Given passage:
# # # #

Geology and lithology maps were downloaded from the Washington Department of Natural Resources at a 1:100,000 scale and from the USGS (Wilson et al., 2015). These maps were consolidated into six broad categories that represent soil Parent Material (PM) and time since soil inception: Glacial Till and Drift, Glacial Outwash, Igneous, Metamorphic, Sedimentary, and Unconsolidated sediments.
Modeling approach
Linear Mixed Modeling
Two model types were used in the research to model SOC stock and SOC percent: a linear mixed effects model (LMM) and a quantile random forest (RFM). An LMM approach was used to test specific hypotheses about important predictors and examine predictor coefficients. To compare models, both datasets for SOC stock and SOC % were split into training and testing datasets using a 85:15 ratio. The same training and testing datasets were used for all models to compare performance and accuracy. Models were also compared with and without the WIP predictor.
In the LMMs, the sample location was chosen as a random effect and sample depth was specified as a random slope within the sample location. Several models were chosen that represented a priori hypotheses with varying interactions between the predictors as well as eliminating predictors that were not significant down to a null model with no predictors. The final model was chosen using Akaike’s information criterion (AIC) and parsimony then evaluated for violations of homogeneity of variance and linearity. Although some observations deviated slightly from the homoscedasticity assumption, it was deemed that the model assumptions were sufficiently met and therefore used to evaluate drivers and predict SOC stock and SOC %.
All data used to build models of SOC stock and SOC % were centered and scaled if they were continuous predictors. Correlated variables were removed if they had an r >0.6. However, at this scale MAP and PET:MAP are highly correlated, so separate models were used to assess the strength between the two predictors in our mixed model selection. The initial model selection process using maximum likelihood showed that models using PET:MAP, instead of MAP, were better fits to the data according to AIC.

# # # #

Raw data:
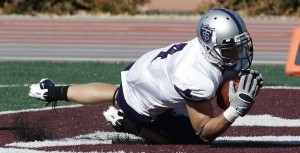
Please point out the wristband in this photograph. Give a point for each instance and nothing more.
(58, 93)
(230, 114)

# # # #

Tasks to complete:
1. According to the soil carbon modeling passage, why were separate models used for MAP and PET:MAP? Answer in one to three sentences.
2. Reproduce the soil carbon modeling passage from "Geology and lithology" to "and Unconsolidated sediments.".
The data have nothing to do with what you're asked to do here.

Final results:
1. At this scale, MAP and PET:MAP are highly correlated, and correlated variables with an r above 0.6 were removed. So the two were tested in separate models to compare how well each one worked during mixed model selection.

2.
Geology and lithology maps were downloaded from the Washington Department of Natural Resources at a 1:100,000 scale and from the USGS (Wilson et al., 2015). These maps were consolidated into six broad categories that represent soil Parent Material (PM) and time since soil inception: Glacial Till and Drift, Glacial Outwash, Igneous, Metamorphic, Sedimentary, and Unconsolidated sediments.